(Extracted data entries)
##############################

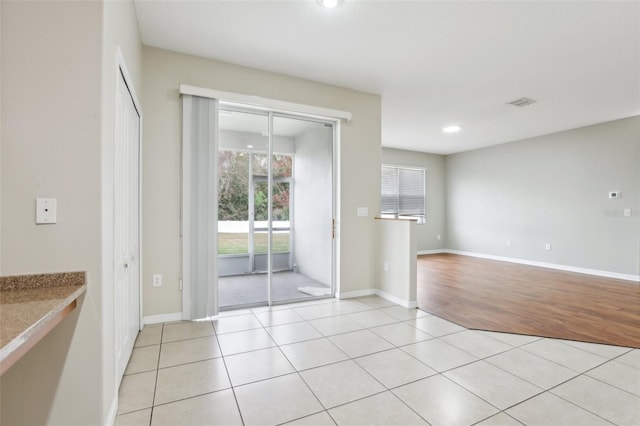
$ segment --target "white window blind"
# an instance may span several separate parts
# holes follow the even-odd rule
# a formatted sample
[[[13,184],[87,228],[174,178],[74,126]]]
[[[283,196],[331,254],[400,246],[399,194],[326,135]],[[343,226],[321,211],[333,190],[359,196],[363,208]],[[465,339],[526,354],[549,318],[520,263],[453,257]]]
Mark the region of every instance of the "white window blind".
[[[382,166],[382,217],[425,222],[425,169]]]

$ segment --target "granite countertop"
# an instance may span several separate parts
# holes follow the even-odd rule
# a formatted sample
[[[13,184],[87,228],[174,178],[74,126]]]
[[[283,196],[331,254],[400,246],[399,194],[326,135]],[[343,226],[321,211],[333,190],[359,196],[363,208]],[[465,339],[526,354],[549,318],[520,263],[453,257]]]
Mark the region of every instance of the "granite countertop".
[[[76,306],[85,272],[0,277],[0,374]]]

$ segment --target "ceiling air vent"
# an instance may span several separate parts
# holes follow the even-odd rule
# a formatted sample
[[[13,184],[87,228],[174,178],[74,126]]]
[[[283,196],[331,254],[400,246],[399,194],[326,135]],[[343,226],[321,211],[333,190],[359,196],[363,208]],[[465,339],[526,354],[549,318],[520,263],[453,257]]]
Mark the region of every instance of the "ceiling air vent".
[[[534,101],[533,99],[529,99],[529,98],[520,98],[520,99],[516,99],[513,102],[509,102],[509,105],[513,105],[513,106],[517,106],[517,107],[526,107],[529,106],[531,104],[535,104],[536,101]]]

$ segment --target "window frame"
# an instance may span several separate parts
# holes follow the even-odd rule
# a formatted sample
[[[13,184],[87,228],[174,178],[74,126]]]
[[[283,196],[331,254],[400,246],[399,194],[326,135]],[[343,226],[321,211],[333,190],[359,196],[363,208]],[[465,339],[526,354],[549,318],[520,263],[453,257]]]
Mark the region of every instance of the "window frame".
[[[422,215],[402,215],[400,207],[398,205],[398,210],[396,213],[384,213],[383,212],[383,169],[393,168],[393,169],[405,169],[405,170],[415,170],[422,172],[422,201],[423,201],[423,214]],[[398,172],[399,175],[399,172]],[[400,193],[400,182],[397,183],[396,194]],[[399,195],[398,195],[399,196]],[[420,166],[408,166],[404,164],[391,164],[391,163],[382,163],[380,165],[380,217],[383,219],[401,219],[401,220],[416,220],[418,225],[424,225],[427,223],[427,168]]]

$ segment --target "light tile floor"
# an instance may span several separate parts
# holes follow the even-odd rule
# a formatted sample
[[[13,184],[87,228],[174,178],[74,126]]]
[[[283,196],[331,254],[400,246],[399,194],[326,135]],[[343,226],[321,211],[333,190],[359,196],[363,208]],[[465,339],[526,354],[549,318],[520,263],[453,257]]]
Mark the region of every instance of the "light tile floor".
[[[468,330],[379,297],[147,326],[116,425],[640,425],[640,349]]]

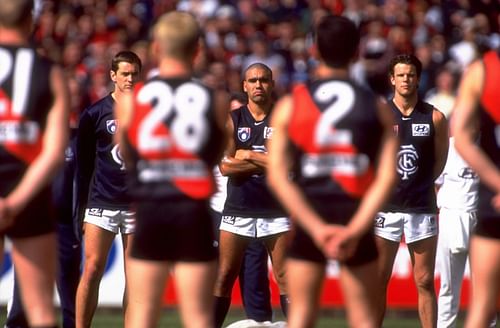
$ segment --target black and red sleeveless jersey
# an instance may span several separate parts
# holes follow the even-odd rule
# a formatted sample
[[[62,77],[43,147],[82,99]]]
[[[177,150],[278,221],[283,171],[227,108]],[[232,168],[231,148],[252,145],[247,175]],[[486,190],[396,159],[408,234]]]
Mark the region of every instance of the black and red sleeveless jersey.
[[[383,134],[375,95],[332,79],[300,84],[292,97],[294,179],[314,207],[354,209],[374,179]]]
[[[214,96],[190,79],[154,78],[134,90],[127,151],[133,157],[129,192],[135,199],[208,199],[223,131]]]
[[[484,84],[481,94],[480,145],[491,161],[500,168],[500,54],[487,52],[483,57]],[[486,185],[479,187],[479,214],[483,218],[496,217],[498,213],[491,206],[494,193]]]
[[[52,63],[34,48],[0,45],[0,195],[8,194],[40,154],[52,107]]]
[[[394,102],[390,104],[400,140],[396,167],[399,180],[384,210],[436,213],[434,107],[419,100],[412,113],[404,116]]]

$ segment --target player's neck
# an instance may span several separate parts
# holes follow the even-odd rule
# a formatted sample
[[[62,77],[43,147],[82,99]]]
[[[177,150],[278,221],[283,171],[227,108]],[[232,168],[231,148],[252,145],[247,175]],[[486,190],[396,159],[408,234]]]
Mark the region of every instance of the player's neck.
[[[249,101],[247,107],[256,121],[262,121],[266,118],[267,114],[269,114],[272,103],[267,102],[265,104],[256,104],[252,101]]]
[[[24,36],[24,33],[19,30],[0,27],[0,43],[24,46],[28,45],[28,40]]]
[[[318,79],[348,79],[349,70],[345,67],[343,68],[333,68],[321,63],[315,71],[315,76]]]
[[[188,62],[174,58],[162,58],[158,65],[158,71],[161,77],[190,76],[192,67]]]
[[[403,115],[408,116],[413,112],[413,109],[418,102],[418,96],[417,94],[414,94],[408,97],[404,97],[398,93],[395,93],[392,101]]]

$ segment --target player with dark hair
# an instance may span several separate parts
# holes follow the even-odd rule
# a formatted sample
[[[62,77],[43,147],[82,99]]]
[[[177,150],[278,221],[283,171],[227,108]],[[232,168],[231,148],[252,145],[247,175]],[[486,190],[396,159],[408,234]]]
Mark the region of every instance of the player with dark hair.
[[[69,92],[30,45],[32,0],[0,1],[0,254],[12,259],[30,327],[56,327],[50,182],[64,161]]]
[[[385,314],[387,286],[399,243],[404,234],[412,259],[418,291],[418,313],[423,327],[437,322],[434,268],[438,236],[434,181],[441,174],[448,155],[448,124],[445,116],[418,98],[422,64],[413,55],[395,56],[389,66],[394,87],[390,102],[400,139],[397,187],[375,218],[375,235],[380,253],[379,324]]]
[[[228,176],[227,199],[219,239],[219,272],[215,284],[216,327],[222,326],[231,304],[231,292],[250,241],[259,239],[271,257],[286,315],[286,232],[290,222],[266,185],[266,142],[273,136],[269,124],[274,87],[271,69],[251,64],[244,72],[243,90],[248,104],[233,110],[227,120],[231,136],[219,167]]]
[[[119,122],[113,107],[132,91],[141,72],[141,61],[131,51],[117,53],[111,61],[110,77],[114,89],[81,115],[76,140],[76,183],[79,215],[83,216],[84,258],[76,294],[76,326],[89,327],[98,303],[99,284],[109,250],[119,232],[124,254],[129,250],[135,230],[125,183],[125,165],[113,135]],[[85,214],[82,215],[83,210]],[[127,260],[125,259],[125,281]],[[126,283],[124,311],[126,314]]]
[[[269,143],[268,182],[297,223],[287,265],[288,327],[314,326],[327,259],[340,262],[349,325],[376,327],[372,220],[395,181],[393,120],[383,99],[349,79],[355,24],[325,16],[315,42],[315,79],[278,102]]]
[[[455,147],[480,179],[478,220],[470,246],[474,284],[467,328],[488,327],[500,306],[499,80],[500,52],[488,51],[464,72],[453,114]]]
[[[127,328],[156,326],[170,269],[183,326],[213,327],[217,249],[209,199],[229,101],[192,78],[200,35],[189,13],[161,16],[152,41],[159,74],[116,108],[137,208]]]

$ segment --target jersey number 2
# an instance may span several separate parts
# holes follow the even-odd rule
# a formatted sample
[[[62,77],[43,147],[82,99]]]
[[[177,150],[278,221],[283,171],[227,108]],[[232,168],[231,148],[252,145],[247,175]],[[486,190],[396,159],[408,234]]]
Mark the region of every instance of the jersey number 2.
[[[316,90],[314,99],[320,104],[328,105],[316,125],[316,144],[320,147],[351,145],[351,131],[335,129],[335,125],[351,111],[354,105],[352,87],[345,82],[327,82]]]

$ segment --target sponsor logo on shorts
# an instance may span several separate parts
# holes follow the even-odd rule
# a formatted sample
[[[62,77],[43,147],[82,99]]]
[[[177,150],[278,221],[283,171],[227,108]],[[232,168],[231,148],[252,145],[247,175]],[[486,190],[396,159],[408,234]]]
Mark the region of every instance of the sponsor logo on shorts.
[[[238,139],[241,142],[245,142],[250,139],[252,129],[249,127],[238,128]]]
[[[222,222],[227,223],[227,224],[231,224],[231,225],[234,225],[235,219],[236,219],[236,217],[231,216],[231,215],[223,215],[222,216]]]
[[[477,179],[478,176],[470,167],[463,167],[458,176],[462,179]]]
[[[92,215],[92,216],[101,217],[102,216],[102,208],[91,208],[91,209],[89,209],[88,214]]]
[[[414,137],[427,137],[431,135],[431,127],[429,124],[412,124],[411,135]]]
[[[375,228],[383,228],[385,223],[385,218],[383,216],[377,216],[375,218]]]

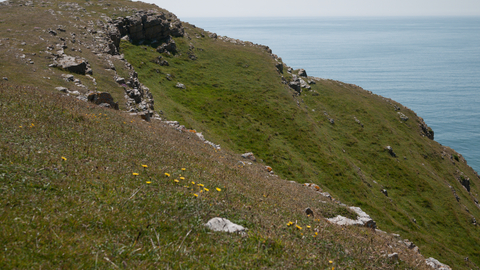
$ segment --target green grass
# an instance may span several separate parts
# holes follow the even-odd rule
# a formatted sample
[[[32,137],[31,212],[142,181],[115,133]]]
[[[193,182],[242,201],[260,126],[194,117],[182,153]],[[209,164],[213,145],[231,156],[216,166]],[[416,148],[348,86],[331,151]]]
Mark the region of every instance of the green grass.
[[[341,207],[188,134],[38,88],[1,84],[0,94],[2,269],[395,269],[417,259],[388,248],[389,236],[332,226],[322,216]],[[248,235],[209,231],[215,216]],[[404,262],[382,256],[394,251]]]
[[[202,32],[186,27],[190,37]],[[284,179],[319,184],[341,201],[362,207],[380,228],[414,240],[422,254],[457,267],[467,256],[478,257],[474,243],[480,234],[468,217],[480,216],[472,198],[477,191],[468,194],[454,174],[460,170],[477,183],[478,178],[465,163],[442,159],[443,147],[421,135],[414,112],[331,80],[293,96],[281,83],[274,60],[259,47],[210,38],[177,38],[176,43],[178,54],[162,55],[168,67],[152,61],[160,56],[154,47],[121,44],[141,81],[162,101],[156,106],[168,119],[203,131],[223,148],[254,152]],[[188,58],[189,45],[197,60]],[[167,80],[166,74],[174,79]],[[177,82],[187,89],[175,88]],[[401,121],[393,105],[410,119]],[[387,145],[397,158],[388,154]],[[453,151],[445,151],[455,159]],[[384,188],[389,197],[381,193]],[[464,234],[452,234],[452,227]],[[468,244],[458,237],[466,237]]]
[[[221,144],[215,152],[191,134],[52,93],[56,86],[82,90],[62,80],[68,72],[48,67],[46,47],[63,38],[69,55],[88,59],[97,85],[75,77],[89,90],[110,92],[125,108],[124,90],[105,58],[87,48],[94,39],[88,29],[101,30],[88,22],[154,6],[72,1],[84,12],[56,1],[13,2],[0,7],[0,76],[9,79],[0,95],[1,268],[311,269],[330,267],[329,260],[337,269],[416,267],[419,257],[395,247],[397,239],[326,223],[321,217],[351,213],[290,180],[316,183],[361,207],[380,229],[412,240],[425,257],[454,269],[478,268],[480,232],[471,223],[480,220],[478,177],[458,153],[421,135],[414,112],[332,80],[295,96],[281,80],[291,75],[279,74],[263,47],[196,38],[204,31],[186,23],[190,38],[175,38],[179,53],[162,55],[170,66],[154,63],[160,54],[149,44],[123,41],[121,52],[152,91],[155,109]],[[53,18],[49,9],[62,14]],[[44,32],[58,25],[67,31]],[[73,32],[82,44],[70,42]],[[192,52],[197,60],[188,58]],[[123,63],[111,61],[126,77]],[[409,120],[401,121],[393,105]],[[258,164],[239,168],[239,154],[250,151]],[[267,177],[264,165],[280,177]],[[186,180],[210,191],[174,184],[183,167]],[[470,193],[461,176],[470,178]],[[305,217],[306,207],[319,220]],[[214,216],[245,225],[248,236],[207,231],[202,224]],[[303,230],[287,227],[289,221]],[[322,234],[313,238],[306,225]],[[393,251],[401,253],[400,265],[382,257]]]

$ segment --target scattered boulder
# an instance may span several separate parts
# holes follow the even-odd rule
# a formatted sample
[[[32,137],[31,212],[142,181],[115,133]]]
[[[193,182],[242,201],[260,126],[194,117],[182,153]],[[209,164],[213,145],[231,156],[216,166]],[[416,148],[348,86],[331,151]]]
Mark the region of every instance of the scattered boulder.
[[[8,81],[8,78],[7,77],[3,77],[2,78],[4,81]]]
[[[388,254],[388,259],[392,262],[396,262],[398,261],[398,253],[392,253],[392,254]]]
[[[305,71],[305,69],[301,68],[298,70],[298,76],[300,77],[307,77],[307,72]]]
[[[175,40],[169,38],[165,43],[157,47],[157,52],[170,52],[173,54],[177,53],[177,44],[175,43]]]
[[[72,74],[62,74],[62,78],[67,82],[73,82],[75,80]]]
[[[432,267],[433,269],[436,269],[436,270],[452,270],[452,268],[446,264],[443,264],[441,262],[439,262],[437,259],[435,258],[428,258],[425,260],[425,262],[427,263],[428,266]]]
[[[181,89],[186,89],[186,88],[187,88],[187,87],[185,86],[185,84],[179,83],[179,82],[177,82],[177,84],[175,85],[175,87],[181,88]]]
[[[403,121],[407,121],[408,120],[408,116],[406,116],[405,114],[401,113],[401,112],[397,112],[398,116],[400,116],[400,119],[402,119]]]
[[[351,209],[357,214],[356,220],[349,219],[340,215],[334,218],[327,218],[327,220],[337,225],[357,225],[373,229],[377,227],[376,222],[367,213],[363,212],[360,207],[350,206],[349,209]]]
[[[242,157],[245,158],[245,159],[249,159],[251,161],[257,161],[257,159],[255,158],[255,156],[253,155],[252,152],[242,154]]]
[[[388,197],[388,191],[386,189],[382,189],[381,192]]]
[[[88,99],[88,101],[90,101],[94,104],[97,104],[97,105],[100,105],[102,103],[109,104],[111,108],[113,108],[115,110],[118,110],[118,103],[113,101],[113,97],[112,97],[112,95],[110,95],[110,93],[107,93],[107,92],[90,93],[87,96],[87,99]]]
[[[465,178],[465,177],[462,177],[462,186],[465,187],[465,189],[470,192],[470,178]]]
[[[55,90],[63,92],[63,93],[68,93],[68,88],[63,87],[63,86],[55,87]]]
[[[276,61],[276,62],[275,62],[275,67],[277,68],[277,70],[278,70],[280,73],[283,73],[283,63],[282,63],[282,62]]]
[[[125,84],[125,78],[122,78],[122,77],[118,77],[115,79],[115,82],[122,85],[122,84]]]
[[[387,147],[385,147],[385,150],[388,151],[388,153],[392,156],[392,157],[397,157],[397,154],[395,154],[395,152],[393,152],[393,148],[388,145]]]
[[[241,234],[245,234],[245,231],[247,230],[241,225],[235,224],[231,222],[230,220],[226,218],[221,218],[221,217],[215,217],[210,219],[205,226],[209,228],[212,231],[216,232],[229,232],[229,233],[234,233],[238,232]]]
[[[307,207],[307,208],[305,209],[305,214],[306,214],[307,216],[309,216],[309,217],[310,217],[310,216],[311,216],[311,217],[314,217],[314,216],[315,216],[315,215],[313,214],[312,209],[310,209],[310,207]]]
[[[87,74],[88,62],[84,59],[62,55],[61,57],[57,58],[55,62],[56,65],[62,69],[82,75]]]

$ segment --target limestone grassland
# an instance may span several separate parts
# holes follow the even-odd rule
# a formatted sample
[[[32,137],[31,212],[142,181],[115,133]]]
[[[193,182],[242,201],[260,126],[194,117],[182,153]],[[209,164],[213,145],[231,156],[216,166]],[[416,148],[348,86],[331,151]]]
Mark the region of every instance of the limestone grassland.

##############################

## Directions
Please give the number of lines above that include the string "grassland", with nothing added.

## Answer to the exercise
2